■ DOCUMENT TEXT
Ensembles of Agents for Robust and Effective Automated Patching
- Wonyoung Kim, Insu Yun
- Atlantis patch
- October 5, 2025
Table of Contents
Why Ensemble for Patching?
In the AIxCC competition, finding vulnerabilities is only half the battle. Once a vulnerability is discovered, it must be patched to prevent exploitation. This is where the Atlantis-Patching system comes into play. As the AIxCC’s ultimate mission is to make software secure, it awards more points for patching vulnerabilities than for finding them. In particular, the competition rewards 6 points for patching a vulnerability, compared to just 2 points for discovering it. As a result, to win the competition, it is crucial to have a robust and efficient patching system that can quickly generate effective patches for discovered vulnerabilities.
Early Challenges with a Single Agent
In the early stages of development, we attempted to create a single all-encompassing agent that could handle all types of vulnerabilities. However, this approach proved to be impractical due to the diverse nature of vulnerabilities and the unpredictable behavior of LLMs. As AIxCC involves a wide variety of bugs and projects, we found that it is nearly impossible to create a one-size-fits-all solution to effectively address all scenarios. Our agent becomes too complex and brittle as we try to cover more cases, leading to maintenance difficulties and performance degradation. We could make one agent that works well for one type of vulnerability, but it often failed to generalize to others.
Our Solution: Ensemble of Specialized Agents
To address this, we adopted an ensemble approach, where multiple specialized agents work together to tackle the patching task. Each agent is designed to focus on a specific type of vulnerability or employ a particular patching strategy. This modular approach allows us to develop and maintain each agent independently, making it easier to adapt and improve them over time.
Ensembling can be effective in patching thanks to its partial verifiability. Even though we cannot fully verify a patch’s correctness, we can check its plausibility; that is, whether it compiles, passes tests, and successfully patches the vulnerability that it aims to fix. This property helps generate patches with consistent quality and allows direct evaluation of their validity. This is particularly helpful in patching, where we cannot use techniques like majority voting to combine outputs from multiple agents, as they can produce syntactically different yet semantically equivalent patches.
One of the biggest advantages of this strategy is fault tolerance. If one agent behaves unexpectedly, it doesn’t bring down the entire system. Since the competition does not allow any intervention after submission, this design helps to ensure that we can still generate patches even if one agent fails.

■ EXERCISES TO COMPLETE
[1] Return the part of the patching article that opens with the words containing "Ensembles of Agents" and closes with "Ensemble for Patching?".
[2] Resume the patching article from its last line and keep writing.

■ DATASET EXTRACT
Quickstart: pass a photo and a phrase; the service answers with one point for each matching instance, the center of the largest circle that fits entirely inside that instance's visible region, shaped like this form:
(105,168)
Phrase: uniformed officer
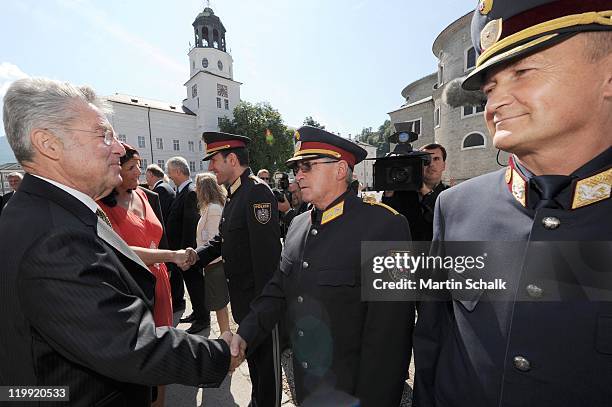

■ EXPECTED RESULTS
[1]
Ensembles of Agents for Robust and Effective Automated Patching
- Wonyoung Kim, Insu Yun
- Atlantis patch
- October 5, 2025
Table of Contents
Why Ensemble for Patching?

[2]
System Architecture: Main–Sub Structure for Parallel Ensemble Execution
For ensemble patching, we built a distributed architecture that coordinates multiple agents to work on the same vulnerability simultaneously. The architecture consists of a Main Node and four Sub Nodes, as illustrated below:
┌────────┐
│ Main │
└───┬────┘
┌───────────────────+─────────────────────┐
▼ ▼ ▼
┌────────────┐ ┌────────────┐ ┌────────────┐
│ Sub Node 1 │ │ Sub Node 2 │ │ ... │
└──────┬─────┘ └─────┬──────┘ └────────────┘
▼ ▼
Agent 1 → Agent 2 Agent 1 → Agent 2
The Main Node serves as the central controller of the system. When PoV is received, it distributes the task in parallel to multiple Sub Nodes, each operating as an independent execution unit that runs several agents simultaneously. Once a patch is returned, the Main Node validates it to ensure that it complies with policy requirements and that the vulnerability can no longer be triggered.
Each Sub Node, in contrast, processes its assigned vulnerability sequentially. It runs multiple agents one after another, with each agent attempting to generate a valid patch using different algorithms or heuristics. As soon as any agent successfully produces a working patch, that patch is immediately adopted, and the Sub Node stops further execution for that specific vulnerability.
How to Choose and Order Agents for Each Sub Node?
In the AIxCC final round, we built an ensemble of ten instances using eight agents — two open-source and six internally developed ones. Among these agents, we use two instances of multi_retrieval
(based on claude 3.7
and o4-mini
) and two instances of aider
(based on gemini 2.5 pro
and gpt-4o
). The full configuration details can be found in configs.json.
It is also important to decide how to order agents within each Sub Node. Through our empirical testing, we order them based on three creteria:
LLM resource: We placed agents that use LLMs from the same provider (e.g., Anthropic) in the same Sub Node to minimize the risk of hitting rate limits or throughput constraints. In particular, we experienced that with Anthropic models, running several agents simultaneously can easily hit TPM limits, leading to delays or failures. By being aware of these limits, the system avoids overloading the model and maintains stable throughput.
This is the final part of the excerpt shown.